DATA FOR THIS TASK:

§

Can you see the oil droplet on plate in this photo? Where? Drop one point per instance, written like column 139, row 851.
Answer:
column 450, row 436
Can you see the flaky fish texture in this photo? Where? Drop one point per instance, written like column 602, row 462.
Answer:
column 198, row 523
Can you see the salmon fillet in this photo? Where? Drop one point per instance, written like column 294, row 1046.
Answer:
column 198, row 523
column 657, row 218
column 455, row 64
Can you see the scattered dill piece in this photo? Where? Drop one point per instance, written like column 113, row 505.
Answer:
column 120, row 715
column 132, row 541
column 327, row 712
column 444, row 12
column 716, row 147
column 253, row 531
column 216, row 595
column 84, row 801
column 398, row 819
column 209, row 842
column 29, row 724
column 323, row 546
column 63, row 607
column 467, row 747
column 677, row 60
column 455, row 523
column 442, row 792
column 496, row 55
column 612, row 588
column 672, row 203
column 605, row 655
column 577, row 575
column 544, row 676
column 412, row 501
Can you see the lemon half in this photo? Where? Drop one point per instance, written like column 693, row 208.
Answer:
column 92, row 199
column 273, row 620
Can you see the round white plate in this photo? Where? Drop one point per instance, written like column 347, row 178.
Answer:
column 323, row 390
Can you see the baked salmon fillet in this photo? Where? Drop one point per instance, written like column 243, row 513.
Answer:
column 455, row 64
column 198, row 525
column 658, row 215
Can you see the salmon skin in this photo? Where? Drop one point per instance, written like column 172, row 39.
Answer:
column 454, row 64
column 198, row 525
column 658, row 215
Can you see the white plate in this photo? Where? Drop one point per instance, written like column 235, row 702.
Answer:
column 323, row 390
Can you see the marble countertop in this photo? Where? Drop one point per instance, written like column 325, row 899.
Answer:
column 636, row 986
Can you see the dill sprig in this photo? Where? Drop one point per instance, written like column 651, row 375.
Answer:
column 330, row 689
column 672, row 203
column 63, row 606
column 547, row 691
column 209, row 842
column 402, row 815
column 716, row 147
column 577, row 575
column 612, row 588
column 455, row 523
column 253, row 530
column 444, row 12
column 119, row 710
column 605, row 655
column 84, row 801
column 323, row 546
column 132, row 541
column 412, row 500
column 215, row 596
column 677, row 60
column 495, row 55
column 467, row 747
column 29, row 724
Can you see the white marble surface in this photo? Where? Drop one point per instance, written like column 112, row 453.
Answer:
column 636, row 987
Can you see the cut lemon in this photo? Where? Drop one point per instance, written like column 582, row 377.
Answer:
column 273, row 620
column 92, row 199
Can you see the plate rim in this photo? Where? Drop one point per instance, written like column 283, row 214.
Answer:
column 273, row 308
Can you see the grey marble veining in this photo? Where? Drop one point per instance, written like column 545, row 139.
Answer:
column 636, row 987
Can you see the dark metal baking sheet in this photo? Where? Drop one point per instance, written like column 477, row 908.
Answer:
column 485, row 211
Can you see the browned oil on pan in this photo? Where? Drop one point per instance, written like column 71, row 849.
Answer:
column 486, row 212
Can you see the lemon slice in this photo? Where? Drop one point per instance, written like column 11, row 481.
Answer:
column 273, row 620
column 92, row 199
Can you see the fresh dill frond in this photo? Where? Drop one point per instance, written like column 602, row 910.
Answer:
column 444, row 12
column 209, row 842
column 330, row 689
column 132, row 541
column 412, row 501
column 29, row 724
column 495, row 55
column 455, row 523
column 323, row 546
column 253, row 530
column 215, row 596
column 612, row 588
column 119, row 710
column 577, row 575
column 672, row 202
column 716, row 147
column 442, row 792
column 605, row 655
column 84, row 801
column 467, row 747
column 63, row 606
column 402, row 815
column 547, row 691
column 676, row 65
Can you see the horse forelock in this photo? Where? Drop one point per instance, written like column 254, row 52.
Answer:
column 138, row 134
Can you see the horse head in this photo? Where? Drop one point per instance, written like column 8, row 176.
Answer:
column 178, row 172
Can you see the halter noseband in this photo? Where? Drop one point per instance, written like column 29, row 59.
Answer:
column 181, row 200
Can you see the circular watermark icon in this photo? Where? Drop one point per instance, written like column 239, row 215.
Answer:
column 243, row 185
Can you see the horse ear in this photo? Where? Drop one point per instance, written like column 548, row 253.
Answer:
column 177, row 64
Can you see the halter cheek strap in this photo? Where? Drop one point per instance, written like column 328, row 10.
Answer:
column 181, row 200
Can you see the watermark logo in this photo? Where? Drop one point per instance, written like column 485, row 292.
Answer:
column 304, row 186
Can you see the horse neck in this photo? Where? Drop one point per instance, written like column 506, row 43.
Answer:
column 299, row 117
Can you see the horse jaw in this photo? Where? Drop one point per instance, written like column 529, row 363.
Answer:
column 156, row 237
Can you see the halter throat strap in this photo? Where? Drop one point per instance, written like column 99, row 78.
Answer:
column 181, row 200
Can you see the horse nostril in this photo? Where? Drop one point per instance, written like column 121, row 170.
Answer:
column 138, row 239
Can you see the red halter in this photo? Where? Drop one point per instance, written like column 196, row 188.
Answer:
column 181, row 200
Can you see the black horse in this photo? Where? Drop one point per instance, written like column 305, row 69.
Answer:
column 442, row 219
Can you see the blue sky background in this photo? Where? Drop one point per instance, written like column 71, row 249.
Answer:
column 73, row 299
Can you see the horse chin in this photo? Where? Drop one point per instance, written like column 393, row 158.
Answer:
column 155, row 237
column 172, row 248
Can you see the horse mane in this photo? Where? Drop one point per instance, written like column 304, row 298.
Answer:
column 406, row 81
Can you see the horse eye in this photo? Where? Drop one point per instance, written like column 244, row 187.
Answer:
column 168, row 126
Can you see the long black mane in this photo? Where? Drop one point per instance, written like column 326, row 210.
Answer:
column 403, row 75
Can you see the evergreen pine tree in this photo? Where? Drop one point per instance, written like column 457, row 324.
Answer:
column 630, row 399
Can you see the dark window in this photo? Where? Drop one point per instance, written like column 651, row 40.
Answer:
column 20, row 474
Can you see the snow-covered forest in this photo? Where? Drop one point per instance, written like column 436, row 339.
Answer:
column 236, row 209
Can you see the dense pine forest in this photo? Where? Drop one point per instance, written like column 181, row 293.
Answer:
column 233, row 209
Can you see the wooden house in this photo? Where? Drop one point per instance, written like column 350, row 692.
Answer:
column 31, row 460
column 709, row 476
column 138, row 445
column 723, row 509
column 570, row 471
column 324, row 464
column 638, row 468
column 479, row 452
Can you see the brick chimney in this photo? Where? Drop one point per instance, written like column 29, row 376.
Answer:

§

WHAT IS EXPECTED: Extract every line of the records above and reproduce each one verbatim, in its original order and without alteration.

WRITTEN RESPONSE:
Can you see the oil droplet on plate in this photo? Where? Drop one point per instance, written like column 139, row 851.
Answer:
column 450, row 436
Can you see the flaky fish texture in this photo? Where? Drop one point per instance, written like column 602, row 462.
Answer:
column 198, row 523
Can you see the salmon fillet in this photo? Where? Drop one point per instance, written like column 294, row 1046.
Answer:
column 198, row 523
column 657, row 218
column 455, row 64
Can you see the scattered dill piece in this photo? Where? Drop one point per instance, written like column 113, row 505.
Answer:
column 120, row 715
column 132, row 541
column 327, row 712
column 444, row 12
column 716, row 147
column 253, row 531
column 216, row 595
column 84, row 801
column 398, row 819
column 209, row 842
column 29, row 724
column 323, row 546
column 63, row 607
column 467, row 747
column 677, row 60
column 455, row 523
column 442, row 792
column 496, row 55
column 612, row 588
column 672, row 203
column 605, row 655
column 577, row 575
column 544, row 676
column 412, row 501
Can you see the lemon half in this photo? Where? Drop one point per instance, written like column 693, row 208.
Answer:
column 92, row 199
column 273, row 620
Can you see the round white plate in this photo? Where? Drop one point per instance, written like column 347, row 178.
Answer:
column 323, row 390
Can you see the baked salmon fillet in this photo? Where? Drop one point per instance, written like column 243, row 513.
Answer:
column 455, row 64
column 198, row 525
column 658, row 215
Can you see the salmon skin in this photo? Where? Drop one point per instance, written like column 172, row 39.
Answer:
column 454, row 64
column 198, row 525
column 658, row 215
Can you see the white plate in this photo? Where? Drop one point per instance, written like column 235, row 702.
Answer:
column 323, row 390
Can you see the marble countertop in this photo? Where? Drop one point per instance, written like column 325, row 899.
Answer:
column 636, row 986
Can you see the dill sprig in this photo? Where? Drop one point per instance, written like column 651, row 375.
Answer:
column 330, row 689
column 672, row 203
column 63, row 606
column 547, row 691
column 209, row 842
column 402, row 815
column 716, row 147
column 577, row 575
column 612, row 588
column 455, row 523
column 253, row 530
column 444, row 12
column 119, row 710
column 605, row 655
column 84, row 801
column 323, row 546
column 132, row 541
column 412, row 500
column 215, row 596
column 677, row 60
column 495, row 55
column 467, row 747
column 29, row 724
Can you see the white marble surface in this photo? Where? Drop one point per instance, written like column 112, row 453.
Answer:
column 636, row 987
Can you see the cut lemon in this photo? Where? Drop one point per instance, written like column 582, row 377.
Answer:
column 273, row 620
column 92, row 199
Can you see the plate rim in this photo? Where? Drop one point per instance, written like column 283, row 214.
Answer:
column 273, row 308
Can you see the grey marble veining in this photo? Where? Drop one point per instance, written like column 545, row 139.
Answer:
column 636, row 987
Can you see the dark metal baking sheet in this photo? Where? Drop one point per instance, written like column 477, row 908.
Answer:
column 485, row 211
Can you see the browned oil on pan in this photo? Where? Drop one point per instance, written like column 71, row 849.
Answer:
column 486, row 212
Can you see the lemon slice in this photo? Where? Drop one point per instance, written like column 11, row 481.
Answer:
column 273, row 620
column 92, row 199
Can you see the fresh dill frond in this photo? Where? Drop one point per instance, written like column 602, row 910.
Answer:
column 444, row 12
column 209, row 842
column 330, row 689
column 132, row 541
column 412, row 501
column 29, row 724
column 495, row 55
column 455, row 523
column 323, row 546
column 253, row 530
column 215, row 596
column 612, row 588
column 119, row 710
column 577, row 575
column 672, row 202
column 716, row 147
column 442, row 792
column 605, row 655
column 84, row 801
column 467, row 747
column 63, row 606
column 402, row 815
column 547, row 691
column 676, row 65
Can you see the horse forelock in this photo? Where? Drop one point per instance, written like column 254, row 52.
Answer:
column 138, row 134
Can you see the horse head in this photo? Where? Drop one point per instance, written like column 8, row 176.
Answer:
column 178, row 172
Can you see the halter noseband in this photo? Where? Drop one point per instance, written like column 29, row 59.
Answer:
column 181, row 200
Can you see the circular watermark icon in this photo? Where? Drop one point per instance, written like column 239, row 215.
Answer:
column 243, row 185
Can you see the horse ear in this photo? Where? Drop one point per instance, written like column 548, row 253.
Answer:
column 177, row 64
Can you see the halter cheek strap in this photo? Where? Drop one point per instance, written like column 328, row 10.
Answer:
column 181, row 200
Can you see the watermark logo in this photo? Where? Drop one point per instance, written like column 485, row 292.
Answer:
column 304, row 186
Can you see the horse neck in this photo? Where? Drop one point per instance, written like column 506, row 43.
Answer:
column 299, row 117
Can you see the horse jaw in this photo? Where? Drop one point per instance, written like column 529, row 363.
Answer:
column 156, row 237
Can you see the halter throat strap in this photo? Where? Drop one point per instance, written like column 99, row 78.
Answer:
column 181, row 200
Can you see the horse nostril in this photo? Where? Drop one point per instance, written like column 121, row 170.
Answer:
column 138, row 239
Can you see the red halter in this photo? Where? Drop one point per instance, written like column 196, row 188.
Answer:
column 181, row 200
Can you see the black horse in this photo? Where? Drop one point per instance, written like column 305, row 69.
Answer:
column 442, row 219
Can you see the blue sky background in this photo? Where? Drop one point per instance, written like column 71, row 249.
Answer:
column 73, row 299
Can you see the horse chin in this photo? Where? Drop one point per instance, written like column 393, row 158.
Answer:
column 155, row 237
column 172, row 248
Can you see the horse mane in this photo? Where? Drop one point per instance, written like column 304, row 298.
Answer:
column 406, row 81
Can you see the horse eye in this photo? Where? Drop one point per instance, written like column 244, row 187.
Answer:
column 168, row 126
Can you see the long black mane in this photo? Where? Drop one point per instance, written like column 326, row 210.
Answer:
column 403, row 75
Can you see the evergreen pine tree in this photo? Where? Drop one point per instance, written like column 457, row 324.
Answer:
column 630, row 399
Can you see the dark window in this photo? Where? Drop one point per instance, written like column 651, row 40.
Answer:
column 20, row 474
Can you see the snow-covered forest in this photo? Where? Drop one point per instance, written like column 436, row 339.
Answer:
column 236, row 209
Can you see the dense pine forest in this photo? Where? Drop one point per instance, written like column 181, row 293.
Answer:
column 233, row 209
Can you see the wooden house in this photo? Where? Drop one point per instance, written like column 350, row 692.
Answer:
column 31, row 460
column 709, row 476
column 138, row 445
column 723, row 509
column 570, row 471
column 324, row 464
column 638, row 468
column 479, row 452
Can you see the brick chimney in this photo? Where? Drop one point per instance, written like column 29, row 376.
Answer:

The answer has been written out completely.